(Location labeling records)
((

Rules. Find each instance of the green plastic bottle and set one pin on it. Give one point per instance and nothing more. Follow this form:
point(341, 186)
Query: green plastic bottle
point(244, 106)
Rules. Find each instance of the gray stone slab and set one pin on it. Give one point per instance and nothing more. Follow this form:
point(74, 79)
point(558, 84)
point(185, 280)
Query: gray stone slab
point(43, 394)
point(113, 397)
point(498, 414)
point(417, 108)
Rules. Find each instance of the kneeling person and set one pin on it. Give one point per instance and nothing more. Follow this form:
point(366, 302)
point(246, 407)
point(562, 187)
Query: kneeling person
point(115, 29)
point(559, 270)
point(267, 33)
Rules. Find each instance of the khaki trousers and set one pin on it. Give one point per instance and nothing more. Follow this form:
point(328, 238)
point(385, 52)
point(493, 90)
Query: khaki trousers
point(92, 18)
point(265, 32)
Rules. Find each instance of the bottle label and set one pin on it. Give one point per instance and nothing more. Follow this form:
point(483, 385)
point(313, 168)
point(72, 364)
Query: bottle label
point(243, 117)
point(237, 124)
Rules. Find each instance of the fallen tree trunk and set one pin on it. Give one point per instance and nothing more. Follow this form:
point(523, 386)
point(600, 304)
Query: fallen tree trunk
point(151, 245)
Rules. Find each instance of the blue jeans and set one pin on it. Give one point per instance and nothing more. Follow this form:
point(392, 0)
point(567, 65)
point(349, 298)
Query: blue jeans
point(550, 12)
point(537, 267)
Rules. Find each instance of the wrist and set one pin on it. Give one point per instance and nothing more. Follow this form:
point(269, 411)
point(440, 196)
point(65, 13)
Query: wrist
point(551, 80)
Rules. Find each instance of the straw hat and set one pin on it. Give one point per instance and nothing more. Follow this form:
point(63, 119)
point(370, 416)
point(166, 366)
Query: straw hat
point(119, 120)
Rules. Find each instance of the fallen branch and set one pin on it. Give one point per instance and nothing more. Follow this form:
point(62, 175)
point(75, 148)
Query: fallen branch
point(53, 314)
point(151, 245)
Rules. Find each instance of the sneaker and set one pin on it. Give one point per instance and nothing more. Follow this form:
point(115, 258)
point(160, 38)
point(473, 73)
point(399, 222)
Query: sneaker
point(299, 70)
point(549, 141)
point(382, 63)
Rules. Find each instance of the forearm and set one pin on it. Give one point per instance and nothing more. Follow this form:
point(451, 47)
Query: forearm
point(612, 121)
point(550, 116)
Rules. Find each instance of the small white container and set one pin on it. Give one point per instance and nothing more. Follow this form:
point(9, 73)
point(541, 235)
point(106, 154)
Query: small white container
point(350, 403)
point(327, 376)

))
((

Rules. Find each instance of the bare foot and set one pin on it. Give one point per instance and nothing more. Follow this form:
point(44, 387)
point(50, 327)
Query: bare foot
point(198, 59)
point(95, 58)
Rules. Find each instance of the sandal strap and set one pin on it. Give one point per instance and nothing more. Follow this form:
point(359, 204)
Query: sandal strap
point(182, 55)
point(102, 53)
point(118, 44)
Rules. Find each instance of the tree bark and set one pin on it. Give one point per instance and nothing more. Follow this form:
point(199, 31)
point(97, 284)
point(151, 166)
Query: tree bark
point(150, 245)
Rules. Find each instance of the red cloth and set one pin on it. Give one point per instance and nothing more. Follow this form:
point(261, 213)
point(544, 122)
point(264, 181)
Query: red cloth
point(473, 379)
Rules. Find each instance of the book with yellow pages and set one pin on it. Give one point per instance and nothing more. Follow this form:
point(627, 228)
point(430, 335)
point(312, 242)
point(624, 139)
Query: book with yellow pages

))
((

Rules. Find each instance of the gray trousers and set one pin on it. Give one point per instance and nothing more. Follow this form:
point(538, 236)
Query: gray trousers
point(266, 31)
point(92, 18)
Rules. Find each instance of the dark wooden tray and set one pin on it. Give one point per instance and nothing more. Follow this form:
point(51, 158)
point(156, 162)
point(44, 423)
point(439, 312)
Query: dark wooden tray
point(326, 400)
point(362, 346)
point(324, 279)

))

■ **TASK GOAL**: Express the lines above, from the line containing "Rules. Find each instance of the book" through the line containing "Query: book with yellow pages", as a JSON list of strings with one string per line, both of those lines included and blank lines left out.

■ **REPLY TO THE TASK**:
[
  "Rules. Find each instance of the book with yellow pages and set one pin on it. Give one point per instance and nothing more. Follow this form:",
  "point(627, 228)",
  "point(430, 335)",
  "point(312, 242)",
  "point(624, 139)",
  "Query: book with yellow pages"
]